Given text
□ □ □ □

High frequency (2.4G) is definitely the way to go. 


Steve, that's why we have lots of people making different systems. Some like a little pocket remote, some like a stick radio, some like a knob, some like buttons... Pick the one you like!


----------



## pimanjc (Jan 2, 2008)

Today I hooked up the sound trigger board. It was extremely simple. The horn or bell is actuated by moving the throttle lever horizontally. The horn is to left os center. the bell is to right of center.
JimC.


----------



## TonyWalsham (Jan 2, 2008)

Jim. 
If you moved the sound trigger servo lead to the other sideways control on the RX you could use the direction stick sideways instead of the throttle stick sideways.


----------



## pimanjc (Jan 2, 2008)

Tony,
Thanks for the suggestion. However, by keeping it on the throttle stick, I can one-hand the DX5e and operate the speed and sounds. 
JimC.


----------



## Torby (Jan 2, 2008)

hehe

And some like the sound on the right stick, and some on the left


----------



## TonyWalsham (Jan 2, 2008)

Tom, 
Full Digital Proportional control can offer a lot of operational possibilities other methods cannot. 
One thing you will be able to do with this system in the future, is "play" the whistle/horn by varying the stick position which will change the pitch etc.

□ □ □ □

Given request A
In the entries, can you reproduce word for word the stretch from the line containing "Given the above image, your assignment is to detect dark" through the line containing "[390,176,450,229]", and nothing else?

(Photo labels with bounding boxes)
□ □ □ □

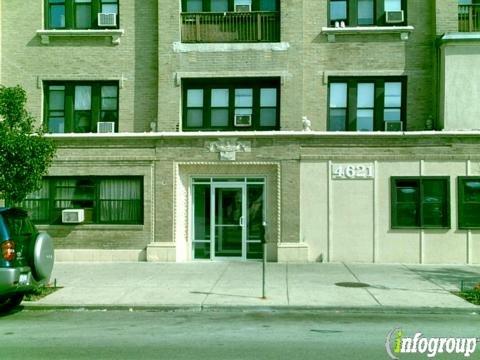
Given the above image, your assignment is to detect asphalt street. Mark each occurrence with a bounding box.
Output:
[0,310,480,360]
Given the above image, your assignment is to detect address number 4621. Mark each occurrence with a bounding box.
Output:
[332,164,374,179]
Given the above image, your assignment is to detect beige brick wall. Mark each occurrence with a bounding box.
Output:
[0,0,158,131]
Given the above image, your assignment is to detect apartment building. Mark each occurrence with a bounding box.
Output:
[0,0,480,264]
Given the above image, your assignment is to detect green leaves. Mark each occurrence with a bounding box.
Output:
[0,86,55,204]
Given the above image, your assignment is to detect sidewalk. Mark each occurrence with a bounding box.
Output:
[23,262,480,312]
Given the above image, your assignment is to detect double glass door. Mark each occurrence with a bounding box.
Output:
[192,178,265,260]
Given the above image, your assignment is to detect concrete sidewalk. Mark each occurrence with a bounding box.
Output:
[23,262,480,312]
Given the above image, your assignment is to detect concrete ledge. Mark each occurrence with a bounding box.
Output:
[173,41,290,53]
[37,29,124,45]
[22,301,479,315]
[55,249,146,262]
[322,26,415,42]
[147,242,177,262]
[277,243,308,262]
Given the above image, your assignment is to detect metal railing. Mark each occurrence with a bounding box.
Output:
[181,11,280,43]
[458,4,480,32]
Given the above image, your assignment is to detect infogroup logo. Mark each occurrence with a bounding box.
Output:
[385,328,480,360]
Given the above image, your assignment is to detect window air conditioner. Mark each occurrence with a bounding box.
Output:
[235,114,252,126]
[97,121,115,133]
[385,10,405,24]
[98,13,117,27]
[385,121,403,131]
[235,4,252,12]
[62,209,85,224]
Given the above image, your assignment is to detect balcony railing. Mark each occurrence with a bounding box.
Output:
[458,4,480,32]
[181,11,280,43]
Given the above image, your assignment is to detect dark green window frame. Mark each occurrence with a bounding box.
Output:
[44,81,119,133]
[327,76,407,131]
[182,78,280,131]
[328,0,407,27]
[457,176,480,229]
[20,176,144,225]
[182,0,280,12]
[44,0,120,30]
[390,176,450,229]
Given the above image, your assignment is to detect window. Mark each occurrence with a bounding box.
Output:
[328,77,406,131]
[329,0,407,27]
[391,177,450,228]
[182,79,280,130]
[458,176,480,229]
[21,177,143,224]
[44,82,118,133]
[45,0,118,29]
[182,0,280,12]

□ □ □ □

Given request B
In the forum thread, how does pimanjc actuate the horn or bell?

Exercise solution A
Given the above image, your assignment is to detect dark green window frame. Mark each occurrence with a bounding box.
Output:
[44,81,119,133]
[327,76,407,131]
[182,78,280,131]
[328,0,407,27]
[457,176,480,229]
[20,176,144,225]
[182,0,280,12]
[44,0,120,30]
[390,176,450,229]

Exercise solution B
By moving the throttle lever horizontally.